▸ O QUE FAZER:
A. Reproduza, do trecho sobre o asteroide 2024 YR4, a parte que começa com as palavras que contêm "Inclusive, devido às" e termina com "alvoroço em 2004.".
B. No trecho sobre o asteroide 2024 YR4, desde que data esse asteroide está classificado como nível 3 na escala de Turim?

====== TRECHO DO DOCUMENTO ======

Para determinar qual a chance disso acontecer, sistemas automatizados calculam milhares de órbitas possíveis para os asteroides observados próximos à Terra, considerando as medições enviadas e suas margens de erro, e verificam quantas dessas órbitas cruzam nosso planeta. Se, por exemplo, para cada 1000 órbitas calculadas, 21 atingem a Terra, então as chances de impacto serão de 2,1%, como é o caso do 2024 YR4, já há alguns dias. 

Inclusive, devido às chances superiores a 1% e o tamanho estimado em torno de 55 metros, o 2024 YR4 está, desde 26 de janeiro, classificado como nível 3 na escala de Turim, o maior nível já alcançado por um asteroide desde o Apophis, que causou alvoroço em 2004.

====== ENTRADAS EXTRAÍDAS ======

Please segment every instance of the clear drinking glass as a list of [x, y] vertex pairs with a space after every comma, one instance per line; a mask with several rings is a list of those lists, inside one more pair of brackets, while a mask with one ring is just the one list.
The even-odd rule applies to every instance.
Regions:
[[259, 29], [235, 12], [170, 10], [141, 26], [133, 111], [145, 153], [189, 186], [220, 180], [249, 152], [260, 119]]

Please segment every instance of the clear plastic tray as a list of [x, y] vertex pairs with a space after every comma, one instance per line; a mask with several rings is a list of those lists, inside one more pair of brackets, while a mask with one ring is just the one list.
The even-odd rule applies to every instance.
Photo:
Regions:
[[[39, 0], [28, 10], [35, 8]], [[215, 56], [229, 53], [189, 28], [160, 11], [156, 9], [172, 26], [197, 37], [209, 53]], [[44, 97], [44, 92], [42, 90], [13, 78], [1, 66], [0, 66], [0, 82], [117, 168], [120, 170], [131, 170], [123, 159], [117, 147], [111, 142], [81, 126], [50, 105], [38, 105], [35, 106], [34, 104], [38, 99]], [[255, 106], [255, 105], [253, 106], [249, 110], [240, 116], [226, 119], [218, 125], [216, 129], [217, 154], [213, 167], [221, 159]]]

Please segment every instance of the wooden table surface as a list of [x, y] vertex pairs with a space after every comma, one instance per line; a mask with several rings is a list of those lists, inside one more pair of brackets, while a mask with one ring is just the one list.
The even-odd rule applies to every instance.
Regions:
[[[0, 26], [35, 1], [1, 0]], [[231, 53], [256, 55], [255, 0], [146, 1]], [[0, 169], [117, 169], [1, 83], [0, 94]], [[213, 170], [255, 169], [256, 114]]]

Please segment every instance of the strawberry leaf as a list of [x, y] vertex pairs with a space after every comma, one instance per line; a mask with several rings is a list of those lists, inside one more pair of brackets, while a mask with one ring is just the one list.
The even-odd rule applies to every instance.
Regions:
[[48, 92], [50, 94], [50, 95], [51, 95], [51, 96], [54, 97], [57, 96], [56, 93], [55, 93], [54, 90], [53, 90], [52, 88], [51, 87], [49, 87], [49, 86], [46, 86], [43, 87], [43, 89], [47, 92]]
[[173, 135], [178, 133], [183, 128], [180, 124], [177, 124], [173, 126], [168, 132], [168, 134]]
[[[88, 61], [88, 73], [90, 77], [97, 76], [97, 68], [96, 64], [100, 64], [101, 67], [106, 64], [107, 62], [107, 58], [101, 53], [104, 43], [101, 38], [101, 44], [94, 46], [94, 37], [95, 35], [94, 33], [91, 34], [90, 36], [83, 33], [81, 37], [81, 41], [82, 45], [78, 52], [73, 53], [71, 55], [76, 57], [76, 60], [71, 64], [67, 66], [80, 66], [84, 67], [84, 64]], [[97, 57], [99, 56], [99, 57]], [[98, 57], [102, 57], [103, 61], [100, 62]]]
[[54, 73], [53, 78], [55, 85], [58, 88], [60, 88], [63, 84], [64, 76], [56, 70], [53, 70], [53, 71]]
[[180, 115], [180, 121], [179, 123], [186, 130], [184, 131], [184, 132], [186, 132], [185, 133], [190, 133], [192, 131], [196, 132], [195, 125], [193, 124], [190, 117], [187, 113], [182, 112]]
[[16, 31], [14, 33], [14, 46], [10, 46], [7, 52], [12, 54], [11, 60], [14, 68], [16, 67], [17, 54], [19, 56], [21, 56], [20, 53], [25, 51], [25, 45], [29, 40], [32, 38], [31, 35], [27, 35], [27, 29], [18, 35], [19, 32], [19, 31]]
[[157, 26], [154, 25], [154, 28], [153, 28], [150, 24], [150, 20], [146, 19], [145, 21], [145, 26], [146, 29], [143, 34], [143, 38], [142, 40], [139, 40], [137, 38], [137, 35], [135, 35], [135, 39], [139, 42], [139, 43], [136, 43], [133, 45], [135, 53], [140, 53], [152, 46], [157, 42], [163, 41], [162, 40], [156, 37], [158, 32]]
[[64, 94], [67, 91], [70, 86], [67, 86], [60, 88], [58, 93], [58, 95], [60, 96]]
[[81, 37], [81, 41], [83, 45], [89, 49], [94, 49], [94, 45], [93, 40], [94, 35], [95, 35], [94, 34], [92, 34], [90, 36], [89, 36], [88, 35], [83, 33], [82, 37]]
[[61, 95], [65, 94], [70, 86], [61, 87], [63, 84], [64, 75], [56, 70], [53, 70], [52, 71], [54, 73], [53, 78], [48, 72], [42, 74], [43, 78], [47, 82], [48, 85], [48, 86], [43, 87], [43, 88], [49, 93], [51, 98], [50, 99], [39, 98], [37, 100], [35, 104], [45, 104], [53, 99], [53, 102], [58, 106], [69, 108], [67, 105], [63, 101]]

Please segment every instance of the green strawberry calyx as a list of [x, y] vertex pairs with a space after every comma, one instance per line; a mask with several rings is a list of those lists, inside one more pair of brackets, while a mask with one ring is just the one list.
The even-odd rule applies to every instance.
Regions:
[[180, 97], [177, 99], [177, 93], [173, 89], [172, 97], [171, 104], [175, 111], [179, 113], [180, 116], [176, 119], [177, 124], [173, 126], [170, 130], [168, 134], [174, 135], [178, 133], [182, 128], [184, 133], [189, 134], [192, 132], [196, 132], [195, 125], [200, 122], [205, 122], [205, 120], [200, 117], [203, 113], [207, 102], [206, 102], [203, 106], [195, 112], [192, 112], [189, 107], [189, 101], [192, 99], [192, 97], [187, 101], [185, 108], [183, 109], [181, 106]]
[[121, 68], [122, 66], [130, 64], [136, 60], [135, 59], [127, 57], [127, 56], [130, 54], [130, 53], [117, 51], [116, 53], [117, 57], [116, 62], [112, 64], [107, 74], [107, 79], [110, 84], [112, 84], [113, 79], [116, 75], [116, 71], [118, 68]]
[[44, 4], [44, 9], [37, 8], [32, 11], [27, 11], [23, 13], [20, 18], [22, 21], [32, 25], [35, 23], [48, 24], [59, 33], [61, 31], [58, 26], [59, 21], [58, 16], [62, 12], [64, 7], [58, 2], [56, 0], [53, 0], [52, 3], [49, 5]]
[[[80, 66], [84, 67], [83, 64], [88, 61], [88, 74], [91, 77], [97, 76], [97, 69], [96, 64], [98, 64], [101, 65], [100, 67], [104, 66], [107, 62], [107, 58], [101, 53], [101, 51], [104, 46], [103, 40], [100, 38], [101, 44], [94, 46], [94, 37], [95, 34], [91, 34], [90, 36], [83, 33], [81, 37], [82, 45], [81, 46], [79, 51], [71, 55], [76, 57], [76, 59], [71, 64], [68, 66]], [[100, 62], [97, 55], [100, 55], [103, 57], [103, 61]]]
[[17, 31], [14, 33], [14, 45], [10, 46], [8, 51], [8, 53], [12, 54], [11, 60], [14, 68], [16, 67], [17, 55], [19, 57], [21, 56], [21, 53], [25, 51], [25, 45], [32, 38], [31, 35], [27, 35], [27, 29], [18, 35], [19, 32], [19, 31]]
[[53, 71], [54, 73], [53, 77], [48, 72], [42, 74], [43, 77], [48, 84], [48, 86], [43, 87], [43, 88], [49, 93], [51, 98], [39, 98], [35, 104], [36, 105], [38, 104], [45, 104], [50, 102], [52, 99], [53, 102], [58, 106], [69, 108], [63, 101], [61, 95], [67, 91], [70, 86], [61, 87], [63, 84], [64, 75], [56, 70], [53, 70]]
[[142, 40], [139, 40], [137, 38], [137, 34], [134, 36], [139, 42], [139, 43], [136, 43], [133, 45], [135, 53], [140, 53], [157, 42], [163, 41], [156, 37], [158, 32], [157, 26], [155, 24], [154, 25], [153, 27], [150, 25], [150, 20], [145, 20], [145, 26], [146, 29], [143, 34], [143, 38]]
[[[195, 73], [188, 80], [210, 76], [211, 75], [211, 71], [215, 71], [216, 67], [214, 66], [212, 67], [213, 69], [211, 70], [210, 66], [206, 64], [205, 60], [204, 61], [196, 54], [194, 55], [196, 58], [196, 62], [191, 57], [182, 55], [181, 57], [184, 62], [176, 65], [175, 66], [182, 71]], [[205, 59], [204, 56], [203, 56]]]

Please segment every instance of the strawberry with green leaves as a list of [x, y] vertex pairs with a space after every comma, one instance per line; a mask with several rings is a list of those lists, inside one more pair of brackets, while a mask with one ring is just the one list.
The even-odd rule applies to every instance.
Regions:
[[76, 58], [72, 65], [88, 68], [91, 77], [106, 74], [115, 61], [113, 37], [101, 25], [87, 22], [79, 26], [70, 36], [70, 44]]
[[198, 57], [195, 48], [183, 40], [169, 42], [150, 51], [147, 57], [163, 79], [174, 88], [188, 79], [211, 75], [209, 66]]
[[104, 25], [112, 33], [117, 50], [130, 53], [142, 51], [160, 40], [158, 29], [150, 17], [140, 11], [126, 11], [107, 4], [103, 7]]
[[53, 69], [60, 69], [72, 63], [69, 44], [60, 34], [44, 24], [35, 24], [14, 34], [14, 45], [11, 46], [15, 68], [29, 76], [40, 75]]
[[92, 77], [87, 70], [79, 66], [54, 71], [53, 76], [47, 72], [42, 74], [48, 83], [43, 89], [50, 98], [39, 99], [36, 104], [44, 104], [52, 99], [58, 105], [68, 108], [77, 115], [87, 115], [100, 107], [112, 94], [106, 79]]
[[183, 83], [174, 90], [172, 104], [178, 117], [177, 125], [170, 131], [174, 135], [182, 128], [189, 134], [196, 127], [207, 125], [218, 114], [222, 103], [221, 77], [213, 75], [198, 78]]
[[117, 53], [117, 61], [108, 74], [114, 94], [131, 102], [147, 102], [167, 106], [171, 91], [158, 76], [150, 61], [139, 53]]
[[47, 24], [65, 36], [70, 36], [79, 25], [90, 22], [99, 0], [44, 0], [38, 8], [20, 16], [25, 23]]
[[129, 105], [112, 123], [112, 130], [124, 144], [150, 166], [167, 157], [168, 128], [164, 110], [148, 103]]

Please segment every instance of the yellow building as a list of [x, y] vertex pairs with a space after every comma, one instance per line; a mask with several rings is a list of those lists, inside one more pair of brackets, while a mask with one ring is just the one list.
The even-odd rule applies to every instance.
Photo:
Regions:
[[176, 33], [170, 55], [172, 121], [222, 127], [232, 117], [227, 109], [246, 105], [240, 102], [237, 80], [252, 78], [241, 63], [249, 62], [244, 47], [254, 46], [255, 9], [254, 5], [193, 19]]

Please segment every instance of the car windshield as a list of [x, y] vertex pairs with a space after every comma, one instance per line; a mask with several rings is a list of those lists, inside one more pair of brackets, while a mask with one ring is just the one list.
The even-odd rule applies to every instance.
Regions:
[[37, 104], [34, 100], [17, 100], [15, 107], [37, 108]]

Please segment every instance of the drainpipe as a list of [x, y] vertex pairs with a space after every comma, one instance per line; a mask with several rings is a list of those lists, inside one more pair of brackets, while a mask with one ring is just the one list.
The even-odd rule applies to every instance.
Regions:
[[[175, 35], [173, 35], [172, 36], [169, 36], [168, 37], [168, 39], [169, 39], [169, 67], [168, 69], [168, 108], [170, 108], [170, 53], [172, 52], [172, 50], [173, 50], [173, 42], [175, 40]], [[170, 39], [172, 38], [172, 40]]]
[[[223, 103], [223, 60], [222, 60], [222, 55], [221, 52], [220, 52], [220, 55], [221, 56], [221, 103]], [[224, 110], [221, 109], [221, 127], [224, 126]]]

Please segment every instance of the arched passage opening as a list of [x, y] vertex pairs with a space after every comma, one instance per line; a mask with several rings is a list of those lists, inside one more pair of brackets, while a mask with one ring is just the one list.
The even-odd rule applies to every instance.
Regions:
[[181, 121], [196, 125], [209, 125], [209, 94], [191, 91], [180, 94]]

======

▸ CONJUNTO DE RESPOSTAS:
A.
Inclusive, devido às chances superiores a 1% e o tamanho estimado em torno de 55 metros, o 2024 YR4 está, desde 26 de janeiro, classificado como nível 3 na escala de Turim, o maior nível já alcançado por um asteroide desde o Apophis, que causou alvoroço em 2004.

B. Desde 26 de janeiro.